Prompt
Show each line of the records below that contains the string "field". Matches must agree in case.

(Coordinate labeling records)
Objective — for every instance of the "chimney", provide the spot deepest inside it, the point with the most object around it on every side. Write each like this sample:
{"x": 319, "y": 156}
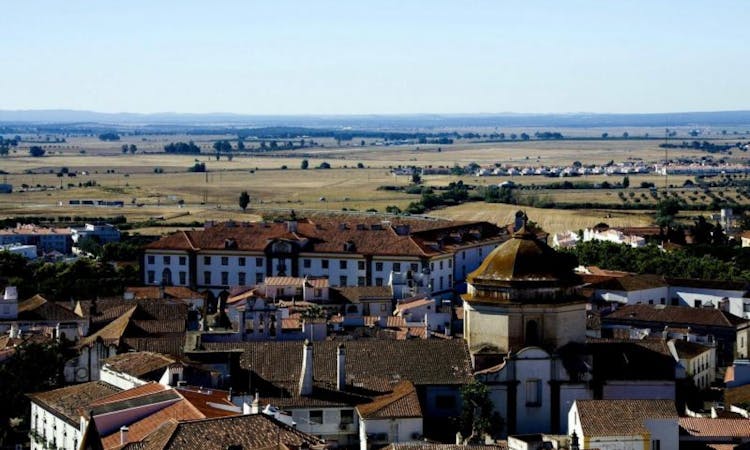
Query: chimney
{"x": 574, "y": 442}
{"x": 341, "y": 367}
{"x": 305, "y": 378}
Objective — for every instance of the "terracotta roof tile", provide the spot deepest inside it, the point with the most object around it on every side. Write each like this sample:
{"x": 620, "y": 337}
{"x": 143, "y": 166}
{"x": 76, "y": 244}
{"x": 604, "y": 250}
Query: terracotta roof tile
{"x": 138, "y": 391}
{"x": 206, "y": 401}
{"x": 255, "y": 431}
{"x": 181, "y": 410}
{"x": 673, "y": 315}
{"x": 708, "y": 427}
{"x": 154, "y": 292}
{"x": 331, "y": 236}
{"x": 139, "y": 364}
{"x": 622, "y": 417}
{"x": 68, "y": 402}
{"x": 38, "y": 308}
{"x": 402, "y": 402}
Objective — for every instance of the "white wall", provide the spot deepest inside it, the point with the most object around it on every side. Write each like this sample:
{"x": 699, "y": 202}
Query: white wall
{"x": 51, "y": 427}
{"x": 397, "y": 430}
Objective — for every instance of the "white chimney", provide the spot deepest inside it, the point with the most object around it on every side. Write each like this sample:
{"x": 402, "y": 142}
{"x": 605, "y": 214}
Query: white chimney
{"x": 306, "y": 379}
{"x": 341, "y": 367}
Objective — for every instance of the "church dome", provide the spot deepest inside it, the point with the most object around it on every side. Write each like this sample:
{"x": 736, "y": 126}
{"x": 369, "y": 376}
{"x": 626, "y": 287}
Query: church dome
{"x": 525, "y": 261}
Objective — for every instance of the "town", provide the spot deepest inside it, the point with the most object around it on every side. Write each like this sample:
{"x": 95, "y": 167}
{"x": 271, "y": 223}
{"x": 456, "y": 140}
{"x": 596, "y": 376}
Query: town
{"x": 369, "y": 332}
{"x": 374, "y": 225}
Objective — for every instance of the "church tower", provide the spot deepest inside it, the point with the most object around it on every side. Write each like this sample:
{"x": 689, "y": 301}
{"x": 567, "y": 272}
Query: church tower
{"x": 523, "y": 294}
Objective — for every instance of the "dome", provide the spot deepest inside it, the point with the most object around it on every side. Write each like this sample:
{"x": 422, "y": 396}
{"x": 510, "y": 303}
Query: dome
{"x": 524, "y": 260}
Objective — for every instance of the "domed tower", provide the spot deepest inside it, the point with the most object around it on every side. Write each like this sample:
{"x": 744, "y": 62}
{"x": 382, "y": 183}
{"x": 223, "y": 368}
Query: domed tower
{"x": 523, "y": 294}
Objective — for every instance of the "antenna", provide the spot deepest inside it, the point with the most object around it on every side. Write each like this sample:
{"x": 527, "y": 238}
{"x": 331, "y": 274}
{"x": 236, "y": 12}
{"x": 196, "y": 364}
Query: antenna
{"x": 666, "y": 158}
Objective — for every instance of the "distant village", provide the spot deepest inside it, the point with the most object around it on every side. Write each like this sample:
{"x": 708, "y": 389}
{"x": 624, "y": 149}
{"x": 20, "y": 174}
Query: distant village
{"x": 370, "y": 333}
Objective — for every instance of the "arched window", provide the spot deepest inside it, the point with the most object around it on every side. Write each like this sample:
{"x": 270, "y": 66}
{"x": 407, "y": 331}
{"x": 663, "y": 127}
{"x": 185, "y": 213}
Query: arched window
{"x": 166, "y": 277}
{"x": 532, "y": 333}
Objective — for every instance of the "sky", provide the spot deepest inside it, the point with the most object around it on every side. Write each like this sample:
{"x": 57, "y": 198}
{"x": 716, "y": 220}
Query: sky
{"x": 324, "y": 57}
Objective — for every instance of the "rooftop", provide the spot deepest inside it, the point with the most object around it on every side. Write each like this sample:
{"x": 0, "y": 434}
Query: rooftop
{"x": 622, "y": 417}
{"x": 67, "y": 402}
{"x": 673, "y": 315}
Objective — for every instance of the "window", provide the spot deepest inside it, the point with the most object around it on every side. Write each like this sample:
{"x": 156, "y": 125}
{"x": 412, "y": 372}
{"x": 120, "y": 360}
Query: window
{"x": 534, "y": 393}
{"x": 445, "y": 401}
{"x": 316, "y": 416}
{"x": 347, "y": 416}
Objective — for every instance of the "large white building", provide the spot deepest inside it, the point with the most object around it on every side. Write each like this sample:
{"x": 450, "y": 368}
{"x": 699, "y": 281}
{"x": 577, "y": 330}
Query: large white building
{"x": 356, "y": 253}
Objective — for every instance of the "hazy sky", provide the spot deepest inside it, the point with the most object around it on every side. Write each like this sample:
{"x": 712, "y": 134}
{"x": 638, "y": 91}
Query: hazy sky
{"x": 361, "y": 56}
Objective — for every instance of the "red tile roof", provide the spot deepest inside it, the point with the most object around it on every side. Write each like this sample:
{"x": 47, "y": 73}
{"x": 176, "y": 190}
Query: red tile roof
{"x": 328, "y": 236}
{"x": 622, "y": 417}
{"x": 678, "y": 315}
{"x": 68, "y": 402}
{"x": 138, "y": 364}
{"x": 401, "y": 402}
{"x": 708, "y": 427}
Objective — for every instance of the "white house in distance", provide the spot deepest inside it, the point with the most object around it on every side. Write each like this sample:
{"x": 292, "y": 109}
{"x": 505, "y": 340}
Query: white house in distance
{"x": 356, "y": 253}
{"x": 389, "y": 418}
{"x": 624, "y": 424}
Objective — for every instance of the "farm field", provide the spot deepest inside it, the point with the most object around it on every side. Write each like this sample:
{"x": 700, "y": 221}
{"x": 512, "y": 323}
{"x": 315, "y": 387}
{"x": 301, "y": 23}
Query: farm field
{"x": 178, "y": 196}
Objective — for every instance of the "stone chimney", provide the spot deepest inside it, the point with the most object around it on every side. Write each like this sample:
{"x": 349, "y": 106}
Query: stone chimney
{"x": 341, "y": 367}
{"x": 305, "y": 378}
{"x": 574, "y": 445}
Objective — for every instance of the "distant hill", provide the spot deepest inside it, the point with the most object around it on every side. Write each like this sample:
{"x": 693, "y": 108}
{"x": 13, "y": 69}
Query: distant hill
{"x": 410, "y": 121}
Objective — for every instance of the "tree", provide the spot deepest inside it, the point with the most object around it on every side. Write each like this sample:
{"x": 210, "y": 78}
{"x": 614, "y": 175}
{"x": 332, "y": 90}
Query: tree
{"x": 416, "y": 177}
{"x": 33, "y": 367}
{"x": 666, "y": 211}
{"x": 244, "y": 200}
{"x": 477, "y": 416}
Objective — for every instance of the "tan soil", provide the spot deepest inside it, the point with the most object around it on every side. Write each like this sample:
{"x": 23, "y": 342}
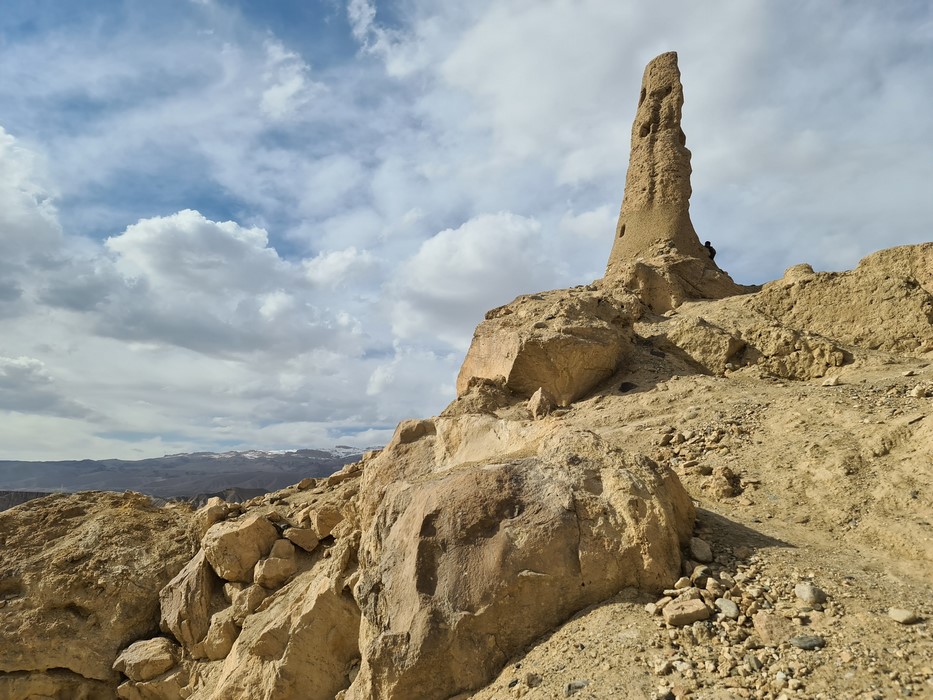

Correct answer
Objective — for every instance of the "farm field", provide the spot deepest inside it, the point with the most object around it on every side. Write each like this sample:
Query: farm field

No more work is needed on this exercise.